# START OF RECORDS PROVIDED

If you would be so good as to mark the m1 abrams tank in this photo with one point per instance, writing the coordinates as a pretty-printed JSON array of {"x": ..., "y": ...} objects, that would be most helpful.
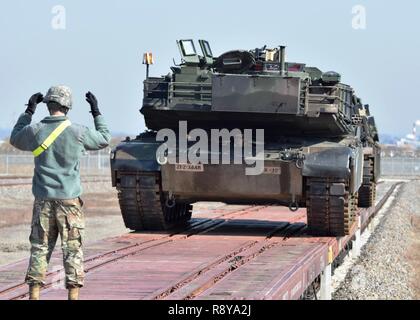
[{"x": 320, "y": 148}]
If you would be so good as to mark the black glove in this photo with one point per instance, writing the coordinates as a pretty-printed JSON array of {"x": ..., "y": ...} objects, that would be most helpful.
[
  {"x": 91, "y": 99},
  {"x": 33, "y": 102}
]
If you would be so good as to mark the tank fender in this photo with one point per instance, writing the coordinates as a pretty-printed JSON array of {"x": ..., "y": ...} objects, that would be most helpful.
[
  {"x": 336, "y": 162},
  {"x": 134, "y": 156},
  {"x": 328, "y": 163}
]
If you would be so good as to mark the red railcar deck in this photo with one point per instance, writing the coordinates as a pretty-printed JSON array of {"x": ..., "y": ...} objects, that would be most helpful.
[{"x": 228, "y": 252}]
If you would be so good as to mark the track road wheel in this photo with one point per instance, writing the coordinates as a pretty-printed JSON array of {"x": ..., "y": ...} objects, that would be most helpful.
[
  {"x": 143, "y": 204},
  {"x": 367, "y": 192},
  {"x": 331, "y": 209}
]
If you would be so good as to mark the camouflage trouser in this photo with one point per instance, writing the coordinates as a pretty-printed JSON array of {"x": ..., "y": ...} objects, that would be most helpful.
[{"x": 51, "y": 218}]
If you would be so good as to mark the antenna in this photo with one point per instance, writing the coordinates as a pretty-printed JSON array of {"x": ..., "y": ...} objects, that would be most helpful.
[{"x": 148, "y": 60}]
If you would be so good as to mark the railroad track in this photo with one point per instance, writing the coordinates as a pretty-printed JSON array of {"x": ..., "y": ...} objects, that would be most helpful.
[{"x": 213, "y": 258}]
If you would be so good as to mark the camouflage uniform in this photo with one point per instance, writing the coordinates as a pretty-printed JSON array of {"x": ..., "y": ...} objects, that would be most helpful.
[
  {"x": 56, "y": 185},
  {"x": 50, "y": 219}
]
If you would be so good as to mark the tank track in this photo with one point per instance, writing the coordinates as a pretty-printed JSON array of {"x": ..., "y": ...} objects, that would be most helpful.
[
  {"x": 367, "y": 192},
  {"x": 143, "y": 204},
  {"x": 331, "y": 209}
]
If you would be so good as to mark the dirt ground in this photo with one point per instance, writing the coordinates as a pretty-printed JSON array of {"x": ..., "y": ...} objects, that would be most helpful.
[
  {"x": 414, "y": 254},
  {"x": 103, "y": 218}
]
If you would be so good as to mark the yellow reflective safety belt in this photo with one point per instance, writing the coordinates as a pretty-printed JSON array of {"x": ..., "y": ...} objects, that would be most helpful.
[{"x": 51, "y": 138}]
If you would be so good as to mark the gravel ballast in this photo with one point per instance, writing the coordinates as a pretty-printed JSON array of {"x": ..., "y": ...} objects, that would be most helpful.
[{"x": 383, "y": 270}]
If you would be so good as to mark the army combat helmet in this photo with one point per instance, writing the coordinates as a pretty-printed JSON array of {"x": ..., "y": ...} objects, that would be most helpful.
[{"x": 61, "y": 95}]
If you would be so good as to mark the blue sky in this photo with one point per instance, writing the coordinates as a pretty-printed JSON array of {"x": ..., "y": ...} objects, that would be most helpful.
[{"x": 101, "y": 49}]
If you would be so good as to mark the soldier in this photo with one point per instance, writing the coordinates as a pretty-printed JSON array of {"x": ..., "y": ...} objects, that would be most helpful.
[{"x": 57, "y": 145}]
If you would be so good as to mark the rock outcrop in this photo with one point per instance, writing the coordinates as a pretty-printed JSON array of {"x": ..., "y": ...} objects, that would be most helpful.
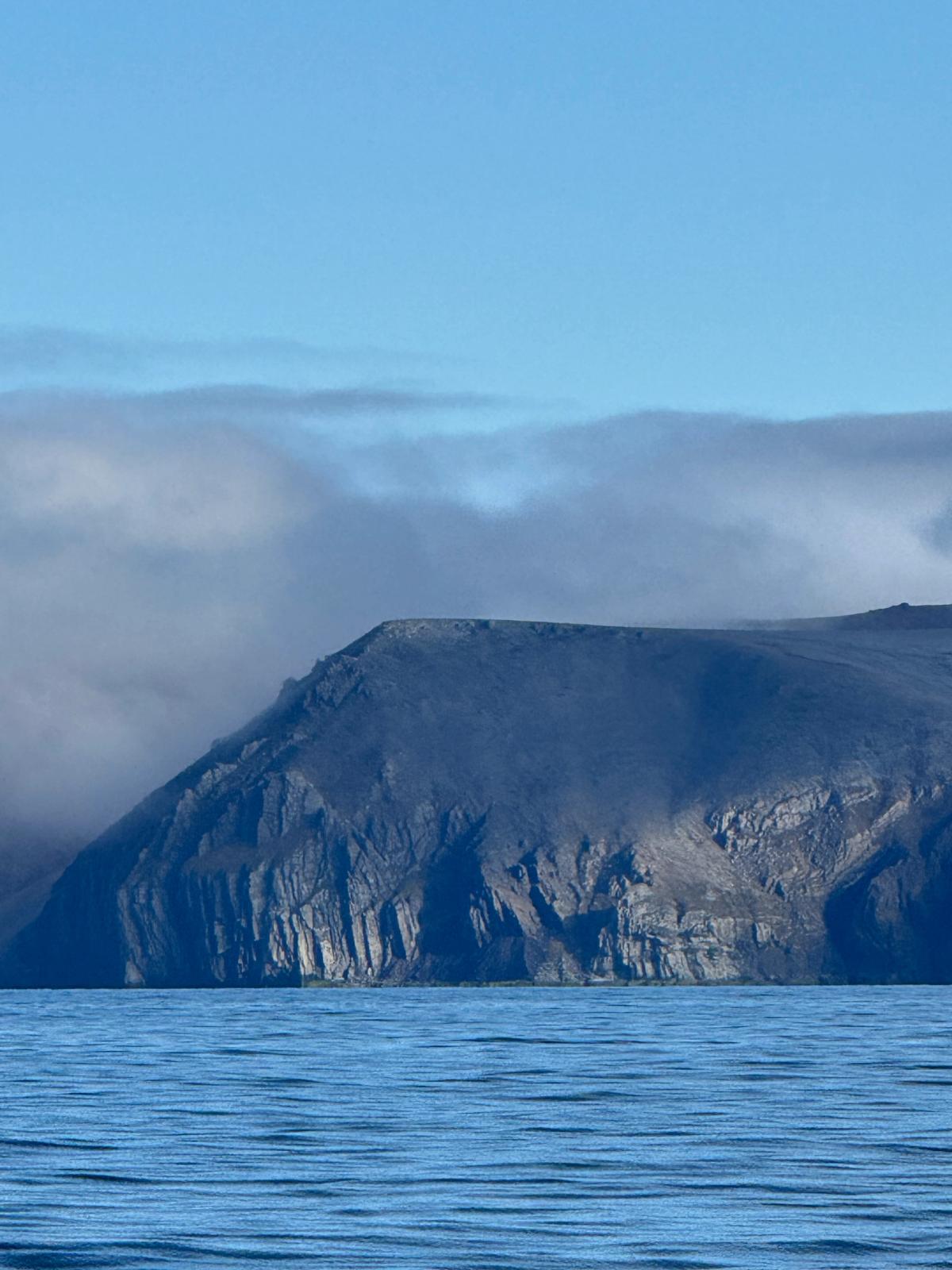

# END OF RECORDS PROVIDED

* **GIVEN EXERCISE**
State how many lines in the rows above contain the string "tank". Provide the number alone.

* **OUTPUT**
3